**Input**.
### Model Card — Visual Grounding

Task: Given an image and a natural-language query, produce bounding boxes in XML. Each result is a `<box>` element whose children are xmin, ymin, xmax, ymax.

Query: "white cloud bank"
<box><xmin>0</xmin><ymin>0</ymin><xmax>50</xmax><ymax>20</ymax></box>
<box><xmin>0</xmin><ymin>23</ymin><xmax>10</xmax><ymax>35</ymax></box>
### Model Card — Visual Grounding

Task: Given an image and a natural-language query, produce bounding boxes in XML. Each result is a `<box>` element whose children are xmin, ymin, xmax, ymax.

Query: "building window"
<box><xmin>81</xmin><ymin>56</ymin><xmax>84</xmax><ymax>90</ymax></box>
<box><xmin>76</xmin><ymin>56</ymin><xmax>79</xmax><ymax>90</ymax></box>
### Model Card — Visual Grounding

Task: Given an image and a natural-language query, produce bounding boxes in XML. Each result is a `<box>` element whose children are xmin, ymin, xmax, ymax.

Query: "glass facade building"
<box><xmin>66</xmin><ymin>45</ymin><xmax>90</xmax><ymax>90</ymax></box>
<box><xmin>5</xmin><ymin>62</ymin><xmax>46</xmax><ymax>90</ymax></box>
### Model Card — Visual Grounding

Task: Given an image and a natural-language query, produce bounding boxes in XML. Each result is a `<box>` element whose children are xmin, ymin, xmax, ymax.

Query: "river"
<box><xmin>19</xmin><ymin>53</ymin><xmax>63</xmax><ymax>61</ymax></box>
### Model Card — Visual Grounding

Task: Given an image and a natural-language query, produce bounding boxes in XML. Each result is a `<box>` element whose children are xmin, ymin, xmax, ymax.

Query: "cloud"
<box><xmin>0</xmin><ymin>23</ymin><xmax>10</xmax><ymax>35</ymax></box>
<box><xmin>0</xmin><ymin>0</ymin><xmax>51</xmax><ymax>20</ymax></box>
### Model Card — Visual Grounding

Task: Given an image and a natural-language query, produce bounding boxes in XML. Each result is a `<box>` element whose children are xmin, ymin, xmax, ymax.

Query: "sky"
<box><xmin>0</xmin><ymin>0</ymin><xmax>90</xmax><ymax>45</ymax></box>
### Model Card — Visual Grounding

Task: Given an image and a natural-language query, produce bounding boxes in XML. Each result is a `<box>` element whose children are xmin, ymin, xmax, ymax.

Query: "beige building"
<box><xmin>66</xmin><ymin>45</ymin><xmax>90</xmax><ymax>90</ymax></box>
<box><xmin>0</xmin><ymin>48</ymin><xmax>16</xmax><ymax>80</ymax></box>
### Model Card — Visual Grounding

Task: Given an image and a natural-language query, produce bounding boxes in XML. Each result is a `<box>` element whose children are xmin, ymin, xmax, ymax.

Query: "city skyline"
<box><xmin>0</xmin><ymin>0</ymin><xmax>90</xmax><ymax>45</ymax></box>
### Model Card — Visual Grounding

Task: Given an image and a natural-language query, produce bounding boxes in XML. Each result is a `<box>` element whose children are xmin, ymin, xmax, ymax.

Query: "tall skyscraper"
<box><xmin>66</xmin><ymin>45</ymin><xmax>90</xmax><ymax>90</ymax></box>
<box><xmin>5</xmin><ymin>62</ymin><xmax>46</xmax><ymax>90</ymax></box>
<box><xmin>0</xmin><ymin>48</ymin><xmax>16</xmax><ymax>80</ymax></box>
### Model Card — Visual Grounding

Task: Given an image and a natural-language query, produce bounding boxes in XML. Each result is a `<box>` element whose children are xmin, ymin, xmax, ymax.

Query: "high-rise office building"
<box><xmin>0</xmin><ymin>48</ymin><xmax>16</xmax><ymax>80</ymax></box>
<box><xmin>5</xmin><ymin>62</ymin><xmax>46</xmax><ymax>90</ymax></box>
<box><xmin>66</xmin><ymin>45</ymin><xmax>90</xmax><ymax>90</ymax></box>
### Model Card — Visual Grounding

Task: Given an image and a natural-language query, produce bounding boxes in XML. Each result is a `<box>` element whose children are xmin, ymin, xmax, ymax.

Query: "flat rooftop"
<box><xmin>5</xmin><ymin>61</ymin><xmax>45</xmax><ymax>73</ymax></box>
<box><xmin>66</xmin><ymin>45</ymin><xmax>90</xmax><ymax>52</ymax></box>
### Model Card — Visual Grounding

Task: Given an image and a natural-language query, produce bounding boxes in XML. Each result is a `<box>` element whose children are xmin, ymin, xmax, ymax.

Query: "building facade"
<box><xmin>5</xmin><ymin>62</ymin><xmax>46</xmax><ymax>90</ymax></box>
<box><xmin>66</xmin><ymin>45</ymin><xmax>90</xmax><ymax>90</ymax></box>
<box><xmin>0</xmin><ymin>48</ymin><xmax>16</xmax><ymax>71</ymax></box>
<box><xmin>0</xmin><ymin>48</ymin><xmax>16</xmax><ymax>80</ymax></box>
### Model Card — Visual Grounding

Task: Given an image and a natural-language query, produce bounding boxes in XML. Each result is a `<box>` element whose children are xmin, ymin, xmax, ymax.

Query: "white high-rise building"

**The problem**.
Transcribe every entry verbatim.

**Written answer**.
### Model Card — Visual Grounding

Task: Given an image and a natural-language query, produce bounding boxes in XML. Each result is a `<box>` element whose children are xmin, ymin, xmax, ymax.

Query: "white cloud bank"
<box><xmin>0</xmin><ymin>0</ymin><xmax>50</xmax><ymax>20</ymax></box>
<box><xmin>0</xmin><ymin>23</ymin><xmax>10</xmax><ymax>35</ymax></box>
### Model Card — Visual Grounding

Task: Given an image and a natural-language query, produce bounding boxes in XML. Each result is a `<box>` element whose children are xmin, ymin, xmax, ymax.

Query: "building window"
<box><xmin>81</xmin><ymin>56</ymin><xmax>84</xmax><ymax>90</ymax></box>
<box><xmin>76</xmin><ymin>56</ymin><xmax>79</xmax><ymax>90</ymax></box>
### Model Card — Visual Grounding

Task: Given an image and a natural-language query, produce bounding boxes in XML. Each result is a `<box>` element whose children are xmin, ymin, xmax, ymax.

Query: "glass facade building"
<box><xmin>66</xmin><ymin>45</ymin><xmax>90</xmax><ymax>90</ymax></box>
<box><xmin>5</xmin><ymin>62</ymin><xmax>46</xmax><ymax>90</ymax></box>
### Model Card — Visual Grounding

Task: Given an image and a natural-language query, produce bounding boxes in XML. Each result is a `<box>` element whose children are xmin, ymin, xmax, ymax.

Query: "river"
<box><xmin>19</xmin><ymin>53</ymin><xmax>63</xmax><ymax>61</ymax></box>
### Model Card — Visual Grounding

Task: Given an image and a natural-language query, produce bounding boxes in XML. Each result is a `<box>` element whose children are xmin, ymin, xmax, ymax.

Query: "cloud"
<box><xmin>0</xmin><ymin>23</ymin><xmax>10</xmax><ymax>35</ymax></box>
<box><xmin>0</xmin><ymin>0</ymin><xmax>51</xmax><ymax>20</ymax></box>
### Model Card — Visual Grounding

Task: Given an image and a natural-language query, produce bounding boxes in XML. Each result is a `<box>` element whose children are xmin, ymin, xmax, ymax.

Query: "sky"
<box><xmin>0</xmin><ymin>0</ymin><xmax>90</xmax><ymax>45</ymax></box>
### Model Card — Visual Grounding

Task: Given an image and a natural-language query, produce bounding boxes in XML. Each result is a `<box>` element whose children are xmin, ymin, xmax, ymax.

Query: "beige building"
<box><xmin>66</xmin><ymin>45</ymin><xmax>90</xmax><ymax>90</ymax></box>
<box><xmin>0</xmin><ymin>48</ymin><xmax>16</xmax><ymax>80</ymax></box>
### Model Card — Visual Grounding

Task: Given an image and a natural-language query, produce bounding boxes in XML. Each result is a `<box>` element whose children are xmin, ymin, xmax, ymax.

Query: "city skyline"
<box><xmin>0</xmin><ymin>0</ymin><xmax>90</xmax><ymax>45</ymax></box>
### Model Card — Visual Grounding

Task: Given an image and a natural-language query, produce bounding boxes in XML. Each result is a `<box>` element whose children are xmin, ymin, xmax, ymax.

Query: "tall skyscraper"
<box><xmin>66</xmin><ymin>45</ymin><xmax>90</xmax><ymax>90</ymax></box>
<box><xmin>5</xmin><ymin>62</ymin><xmax>46</xmax><ymax>90</ymax></box>
<box><xmin>0</xmin><ymin>48</ymin><xmax>16</xmax><ymax>80</ymax></box>
### Model Card — Visual Grounding

Task: Given an image and a natural-language query, produce bounding boxes in XML. Each result is a `<box>` element whose children are xmin, ymin, xmax, ymax.

Query: "high-rise office building"
<box><xmin>0</xmin><ymin>48</ymin><xmax>16</xmax><ymax>80</ymax></box>
<box><xmin>5</xmin><ymin>62</ymin><xmax>46</xmax><ymax>90</ymax></box>
<box><xmin>66</xmin><ymin>45</ymin><xmax>90</xmax><ymax>90</ymax></box>
### Model Card — Visual Grounding

Task: Given an image and a natural-language query, produce bounding boxes in XML. Each result is a `<box>` element whose children are xmin, ymin, xmax, ymax.

Query: "flat rooftop"
<box><xmin>5</xmin><ymin>61</ymin><xmax>45</xmax><ymax>73</ymax></box>
<box><xmin>66</xmin><ymin>45</ymin><xmax>90</xmax><ymax>52</ymax></box>
### Model Card — Visual Grounding

Task: Given an image and a natural-language query, produce bounding boxes in XML. Each result is a `<box>` element whose children are xmin, ymin, xmax, ymax.

Query: "building facade"
<box><xmin>5</xmin><ymin>62</ymin><xmax>46</xmax><ymax>90</ymax></box>
<box><xmin>66</xmin><ymin>45</ymin><xmax>90</xmax><ymax>90</ymax></box>
<box><xmin>0</xmin><ymin>48</ymin><xmax>16</xmax><ymax>71</ymax></box>
<box><xmin>0</xmin><ymin>48</ymin><xmax>16</xmax><ymax>80</ymax></box>
### Model Card — Visual Grounding

Task: Given an image and a natural-language query, produce bounding boxes in XML. Each result is a `<box>` element whose children are xmin, ymin, xmax, ymax.

Query: "white high-rise building"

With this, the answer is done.